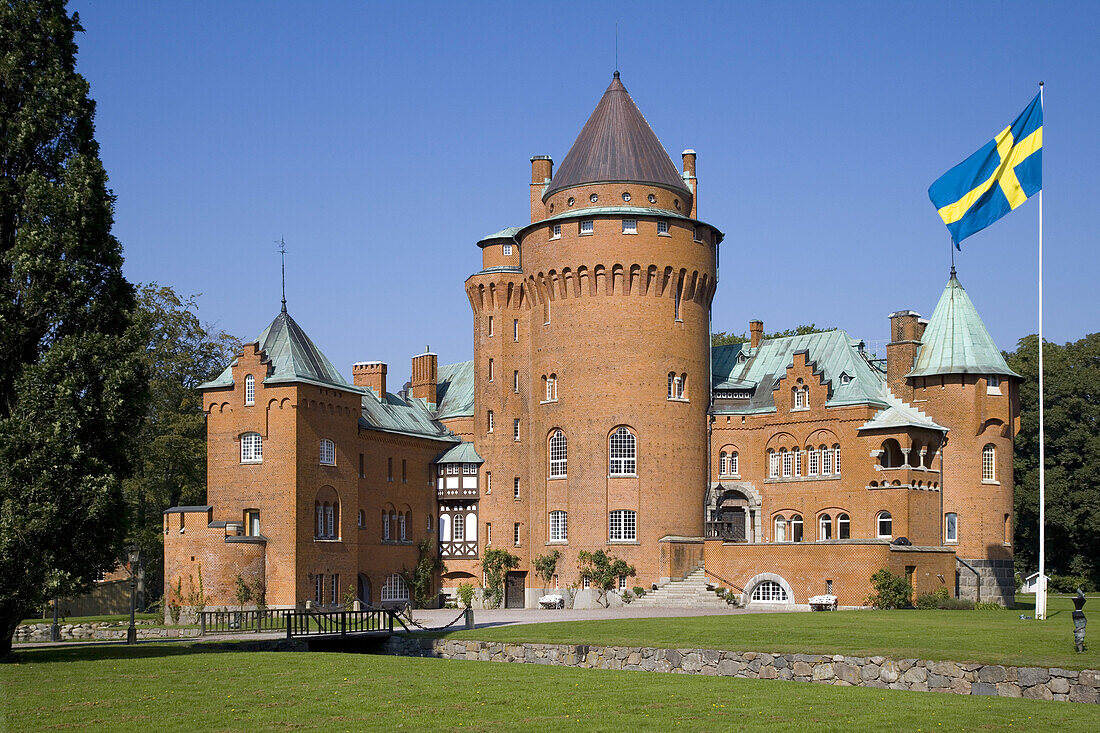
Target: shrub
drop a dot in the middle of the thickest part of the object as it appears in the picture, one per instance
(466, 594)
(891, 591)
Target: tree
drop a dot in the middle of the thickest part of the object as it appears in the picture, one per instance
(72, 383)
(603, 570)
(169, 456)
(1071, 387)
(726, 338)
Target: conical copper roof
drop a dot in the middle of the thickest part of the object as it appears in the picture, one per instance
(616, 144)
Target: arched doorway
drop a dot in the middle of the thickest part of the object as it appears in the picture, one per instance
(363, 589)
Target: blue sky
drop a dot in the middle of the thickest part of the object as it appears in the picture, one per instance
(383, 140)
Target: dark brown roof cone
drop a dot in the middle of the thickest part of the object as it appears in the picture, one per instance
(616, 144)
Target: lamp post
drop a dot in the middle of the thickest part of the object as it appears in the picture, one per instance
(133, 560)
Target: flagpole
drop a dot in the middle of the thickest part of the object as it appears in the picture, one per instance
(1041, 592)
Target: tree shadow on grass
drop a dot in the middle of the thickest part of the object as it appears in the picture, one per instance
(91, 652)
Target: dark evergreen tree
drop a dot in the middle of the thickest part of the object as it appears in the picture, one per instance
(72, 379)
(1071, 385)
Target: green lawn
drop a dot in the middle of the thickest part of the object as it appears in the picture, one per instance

-------------------------

_Try it_.
Where a line of the data contains "roof", copy that line.

_Result of the exercise_.
Target: conical copper roof
Target: dark brown roof cone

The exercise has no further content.